§ **PROBLEM TO SOLVE**
Below is some material; set it all down exactly, apart from the pictures.

§ **LISTING**
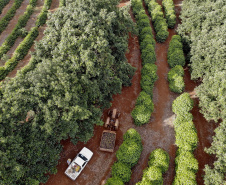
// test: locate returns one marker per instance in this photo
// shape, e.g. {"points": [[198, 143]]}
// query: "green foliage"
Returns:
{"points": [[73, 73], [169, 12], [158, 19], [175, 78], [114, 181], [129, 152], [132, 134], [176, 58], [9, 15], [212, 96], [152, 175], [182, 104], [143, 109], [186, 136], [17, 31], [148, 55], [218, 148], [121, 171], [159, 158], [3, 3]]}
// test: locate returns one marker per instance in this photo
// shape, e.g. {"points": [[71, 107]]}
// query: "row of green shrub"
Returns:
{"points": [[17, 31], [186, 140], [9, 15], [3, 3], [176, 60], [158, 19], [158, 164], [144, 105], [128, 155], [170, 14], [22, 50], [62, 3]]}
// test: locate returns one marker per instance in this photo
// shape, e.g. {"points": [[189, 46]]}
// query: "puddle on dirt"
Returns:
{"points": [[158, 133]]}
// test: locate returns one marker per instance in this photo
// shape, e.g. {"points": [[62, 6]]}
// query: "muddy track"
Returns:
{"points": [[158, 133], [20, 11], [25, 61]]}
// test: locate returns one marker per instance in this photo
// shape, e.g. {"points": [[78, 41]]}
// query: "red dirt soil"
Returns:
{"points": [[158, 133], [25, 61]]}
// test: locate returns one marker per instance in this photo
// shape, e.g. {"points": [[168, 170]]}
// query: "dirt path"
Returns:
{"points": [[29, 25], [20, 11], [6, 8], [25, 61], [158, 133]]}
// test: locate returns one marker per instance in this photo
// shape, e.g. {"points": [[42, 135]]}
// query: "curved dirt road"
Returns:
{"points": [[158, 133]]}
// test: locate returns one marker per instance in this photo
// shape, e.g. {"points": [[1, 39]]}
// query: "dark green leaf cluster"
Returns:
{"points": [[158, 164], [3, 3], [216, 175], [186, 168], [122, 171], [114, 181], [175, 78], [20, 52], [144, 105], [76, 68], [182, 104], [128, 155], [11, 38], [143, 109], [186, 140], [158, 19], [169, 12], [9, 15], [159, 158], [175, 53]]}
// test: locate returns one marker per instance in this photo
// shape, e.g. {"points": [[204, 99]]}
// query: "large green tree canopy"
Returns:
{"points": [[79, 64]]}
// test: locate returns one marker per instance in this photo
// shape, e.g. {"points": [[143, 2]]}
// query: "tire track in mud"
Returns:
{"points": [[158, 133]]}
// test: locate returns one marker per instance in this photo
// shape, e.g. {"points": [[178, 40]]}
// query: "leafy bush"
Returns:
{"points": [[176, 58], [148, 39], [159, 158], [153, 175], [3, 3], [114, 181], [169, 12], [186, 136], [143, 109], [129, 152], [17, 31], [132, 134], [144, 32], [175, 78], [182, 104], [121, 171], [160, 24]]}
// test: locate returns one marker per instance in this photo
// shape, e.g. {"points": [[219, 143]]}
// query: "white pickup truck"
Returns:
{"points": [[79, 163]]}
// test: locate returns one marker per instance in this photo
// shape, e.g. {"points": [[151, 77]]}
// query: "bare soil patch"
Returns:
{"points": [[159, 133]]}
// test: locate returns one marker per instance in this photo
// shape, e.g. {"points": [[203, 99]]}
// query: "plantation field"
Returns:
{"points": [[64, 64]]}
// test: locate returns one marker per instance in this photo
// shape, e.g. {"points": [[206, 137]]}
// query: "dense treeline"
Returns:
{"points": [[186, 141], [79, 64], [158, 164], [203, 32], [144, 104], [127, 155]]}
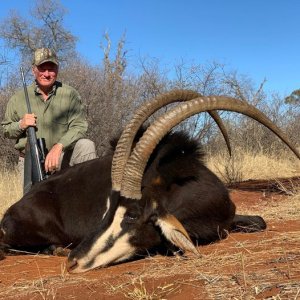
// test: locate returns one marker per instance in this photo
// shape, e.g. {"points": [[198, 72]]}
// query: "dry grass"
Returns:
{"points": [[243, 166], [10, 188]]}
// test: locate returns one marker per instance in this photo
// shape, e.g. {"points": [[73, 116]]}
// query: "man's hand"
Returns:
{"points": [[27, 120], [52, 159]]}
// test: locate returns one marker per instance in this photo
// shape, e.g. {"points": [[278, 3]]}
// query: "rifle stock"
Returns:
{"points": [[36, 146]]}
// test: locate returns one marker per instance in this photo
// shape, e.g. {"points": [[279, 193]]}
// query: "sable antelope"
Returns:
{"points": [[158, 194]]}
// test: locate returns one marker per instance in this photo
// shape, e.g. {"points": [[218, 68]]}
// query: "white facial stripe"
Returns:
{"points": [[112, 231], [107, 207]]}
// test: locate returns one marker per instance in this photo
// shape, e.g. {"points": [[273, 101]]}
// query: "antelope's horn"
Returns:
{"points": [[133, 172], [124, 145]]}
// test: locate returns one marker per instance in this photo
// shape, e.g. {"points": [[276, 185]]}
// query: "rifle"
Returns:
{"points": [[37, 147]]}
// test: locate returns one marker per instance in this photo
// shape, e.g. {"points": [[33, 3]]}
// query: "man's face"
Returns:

§ **THE RESULT**
// test: locate returns one marker per instance in this photo
// shape, e.g. {"points": [[198, 143]]}
// query: "green foliage"
Returns:
{"points": [[73, 73], [169, 12], [158, 19], [175, 78], [114, 181], [129, 152], [132, 134], [176, 58], [9, 15], [212, 96], [152, 175], [182, 104], [143, 109], [186, 136], [17, 31], [148, 55], [218, 148], [121, 171], [159, 158], [3, 3]]}
// test: locate returns one marker per instance in this photo
// shape, e.g. {"points": [[71, 107]]}
// query: "row of green shrub"
Returns:
{"points": [[17, 31], [186, 140], [9, 15], [3, 3], [176, 60], [158, 19], [158, 164], [144, 105], [128, 155], [170, 14], [22, 50], [62, 3]]}
// test: locate returns one marker per instance in this photo
// shape, e.g. {"points": [[189, 46]]}
// query: "puddle on dirt"
Returns:
{"points": [[158, 133]]}
// test: locate returns one marker per instance in this photo
// shape, e.g. {"points": [[62, 6]]}
// query: "muddy track"
Returns:
{"points": [[158, 133], [20, 11], [25, 61]]}
// test: locate returns one marker per instance in this photo
// shape, e.g. {"points": [[78, 41]]}
// query: "red dirt soil"
Returns:
{"points": [[158, 133], [25, 61]]}
// test: locate returns one marker per instance in this photo
// shape, e.g. {"points": [[168, 170]]}
// query: "dirt path"
Returns:
{"points": [[29, 25], [20, 11], [6, 8], [25, 61], [158, 133]]}
// test: locate returns one marker per instance in this photo
// shape, e.g. {"points": [[42, 135]]}
// query: "curved dirt road"
Returns:
{"points": [[158, 133]]}
// test: locate returns one marker per instance in this photo
// shape, e.g. {"points": [[1, 39]]}
// query: "dark green leaf cluster"
Returns:
{"points": [[158, 164], [3, 3], [216, 175], [186, 168], [122, 171], [114, 181], [175, 78], [20, 52], [144, 105], [76, 68], [182, 104], [128, 155], [11, 38], [143, 109], [186, 140], [158, 19], [169, 12], [9, 15], [159, 158], [175, 53]]}
// test: locate returns one marker per instance in this photo
// shape, e.g. {"points": [[204, 99]]}
// query: "large green tree canopy"
Returns:
{"points": [[79, 64]]}
// test: locate returns one marker per instance in this photo
// shape, e.g. {"points": [[143, 2]]}
// query: "tire track in mud"
Returns:
{"points": [[158, 133]]}
// test: locate returns one marker per instance in this photo
// shape, e.g. {"points": [[178, 40]]}
// query: "leafy bush"
Returns:
{"points": [[176, 58], [148, 39], [159, 158], [153, 175], [3, 3], [114, 181], [169, 12], [186, 136], [143, 109], [129, 152], [17, 31], [132, 134], [144, 32], [175, 78], [182, 104], [121, 171], [160, 24]]}
// test: locate returns one marker per instance in this photo
// shape, e.g. {"points": [[219, 143]]}
// query: "white pickup truck"
Returns:
{"points": [[79, 163]]}
// test: locate returns one marker per instance in this photo
// shape, e.g. {"points": [[151, 77]]}
// query: "bare soil patch"
Returns:
{"points": [[159, 133]]}
// test: locate returns one marker per instance in this photo
// shape, e.g. {"points": [[203, 99]]}
// query: "plantation field"
Returns:
{"points": [[64, 64]]}
// test: locate returns one marker per instance in this photo
// shape, e.g. {"points": [[206, 137]]}
// query: "dense treeline"
Returns:
{"points": [[186, 141], [79, 64], [158, 164], [203, 32], [144, 104], [127, 155]]}
// test: locate returns one marker per instance in this photo
// shape, e.g. {"points": [[198, 72]]}
// query: "dry grass"
Returns:
{"points": [[243, 166], [10, 188]]}
// test: locate returns one marker per instance in this photo
// shape, e.g. {"points": [[73, 116]]}
// query: "man's hand"
Returns:
{"points": [[27, 120], [52, 159]]}
// test: locate returns one marker per instance in this photo
// shape, e.g. {"points": [[278, 3]]}
// query: "rifle stock"
Returns:
{"points": [[36, 146]]}
// test: locate returns one marker per instance in this photo
// shape, e.g. {"points": [[279, 193]]}
// query: "sable antelope"
Returns:
{"points": [[158, 194]]}
// test: locate returns one marker per instance in this photo
// shape, e.g. {"points": [[218, 68]]}
// query: "white facial stripe"
Returns:
{"points": [[112, 231], [107, 207]]}
// test: locate returns one marker per instance in this photo
// shape, e.g. {"points": [[273, 101]]}
// query: "antelope's horn"
Returns:
{"points": [[133, 172], [124, 145]]}
// test: locate returns one marker per instance in this photo
// shape, e.g. {"points": [[276, 185]]}
// query: "rifle"
Returns:
{"points": [[37, 147]]}
// test: locate returns one marker per instance in this photo
// shape, e.g. {"points": [[33, 3]]}
// query: "man's face"
Returns:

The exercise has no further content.